■ Selected extract:

Clear documentation proves your claim. Maintain records showing each person's ownership percentage and their actual contribution toward EMI payments. The loan agreement should reflect both names. Property registration documents should show ownership shares. Bank statements should demonstrate who paid what.
Old Tax Regime vs New Tax Regime: A Critical Choice
| Feature |
Old Tax Regime |
New Tax Regime |
| Section 80C (Principal) |
Available. Claim up to ₹1.5 lakh for principal repayment. |
Not Available. No deduction for principal repayment. |
| Section 24(b) (Interest) |
Available. Claim up to ₹2 lakh for self-occupied properties. |
Not Available. Generally, interest cannot be claimed for self-occupied homes. |
| Pre-construction Interest |
Available. Can be claimed in 5 equal installments after completion. |
Not Available. No provision for these deductions. |
| Tax Rates |
Higher slab rates. |
Lower, more streamlined slab rates. |
| Core Philosophy |
Rewards savings and investments (like home ownership). |
Simplified tax with fewer exemptions: "Lower rates, no deductions." |
| Who Usually Benefits? |
Taxpayers with substantial home loans and other 80C investments. |
Taxpayers with smaller loans or those who prefer simpler filing. |
Sections 80EE and 80EEA: Additional Relief With Strings Attached
Beyond the primary provisions, two additional sections have historically offered extra deductions for specific buyer categories.
Section 80EE provided an additional ₹50,000 deduction for certain first-time home buyers. Eligibility depended on the loan sanction date falling within specified windows and meeting loan and property value thresholds. New claims under this section are generally unavailable beyond the scheme's prescribed period.
Section 80EEA extended up to ₹1.5 lakh additional deduction for affordable housing purchases, again with sanction date cut-offs and property value limits tied to specific government definitions of affordable housing.

■ What you need to do:
1. Transcribe everything in the home loan tax excerpt from "Section 80EE provided" down to "scheme's prescribed period.".
2. Using the home loan tax excerpt, decide whether each statement agrees with it. Answer yes or no and quote the deciding words. (a) Under the Old Tax Regime, up to ₹2 lakh of interest can be claimed for self-occupied properties. (b) The New Tax Regime allows a deduction for principal repayment under Section 80C. (c) Section 80EEA offered an additional deduction of up to ₹50,000 for affordable housing purchases.

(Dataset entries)
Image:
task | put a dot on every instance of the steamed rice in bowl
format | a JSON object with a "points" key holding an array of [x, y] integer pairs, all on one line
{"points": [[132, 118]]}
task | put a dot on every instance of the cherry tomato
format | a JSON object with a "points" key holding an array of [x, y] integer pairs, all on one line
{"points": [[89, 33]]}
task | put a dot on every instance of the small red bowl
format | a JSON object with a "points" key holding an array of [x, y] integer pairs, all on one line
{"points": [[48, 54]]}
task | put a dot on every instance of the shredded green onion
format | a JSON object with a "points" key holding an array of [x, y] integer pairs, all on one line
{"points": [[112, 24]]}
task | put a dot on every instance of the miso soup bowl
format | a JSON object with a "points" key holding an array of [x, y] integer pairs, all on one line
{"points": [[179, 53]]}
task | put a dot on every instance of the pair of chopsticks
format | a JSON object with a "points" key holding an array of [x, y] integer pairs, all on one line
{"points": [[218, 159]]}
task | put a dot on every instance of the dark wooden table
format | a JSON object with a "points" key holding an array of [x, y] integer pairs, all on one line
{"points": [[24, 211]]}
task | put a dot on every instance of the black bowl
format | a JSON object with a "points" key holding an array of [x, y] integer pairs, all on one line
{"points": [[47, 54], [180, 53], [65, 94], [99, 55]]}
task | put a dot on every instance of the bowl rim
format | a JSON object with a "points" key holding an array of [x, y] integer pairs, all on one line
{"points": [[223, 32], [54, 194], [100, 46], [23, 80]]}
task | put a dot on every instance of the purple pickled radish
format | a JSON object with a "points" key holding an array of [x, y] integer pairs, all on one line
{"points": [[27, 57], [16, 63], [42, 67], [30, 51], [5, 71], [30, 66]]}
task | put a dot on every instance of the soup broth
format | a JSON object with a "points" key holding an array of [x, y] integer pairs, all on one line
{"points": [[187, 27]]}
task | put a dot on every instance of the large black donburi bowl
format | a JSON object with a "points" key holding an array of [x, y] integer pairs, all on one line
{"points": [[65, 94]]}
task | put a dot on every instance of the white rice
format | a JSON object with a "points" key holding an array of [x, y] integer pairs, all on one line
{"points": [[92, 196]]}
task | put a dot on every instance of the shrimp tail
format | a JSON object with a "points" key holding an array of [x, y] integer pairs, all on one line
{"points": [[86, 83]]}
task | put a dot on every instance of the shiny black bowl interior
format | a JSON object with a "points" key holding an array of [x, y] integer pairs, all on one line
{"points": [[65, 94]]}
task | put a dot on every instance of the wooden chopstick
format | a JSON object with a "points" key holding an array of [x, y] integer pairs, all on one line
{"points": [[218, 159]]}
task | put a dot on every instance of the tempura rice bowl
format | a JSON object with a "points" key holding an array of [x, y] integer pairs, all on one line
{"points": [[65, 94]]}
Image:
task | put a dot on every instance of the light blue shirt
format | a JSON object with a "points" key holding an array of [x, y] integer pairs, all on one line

■ Task results:
1.
Section 80EE provided an additional ₹50,000 deduction for certain first-time home buyers. Eligibility depended on the loan sanction date falling within specified windows and meeting loan and property value thresholds. New claims under this section are generally unavailable beyond the scheme's prescribed period.

2.
(a) Yes: "Available. Claim up to ₹2 lakh for self-occupied properties."
(b) No: "Not Available. No deduction for principal repayment."
(c) No: "Section 80EEA extended up to ₹1.5 lakh additional deduction for affordable housing purchases"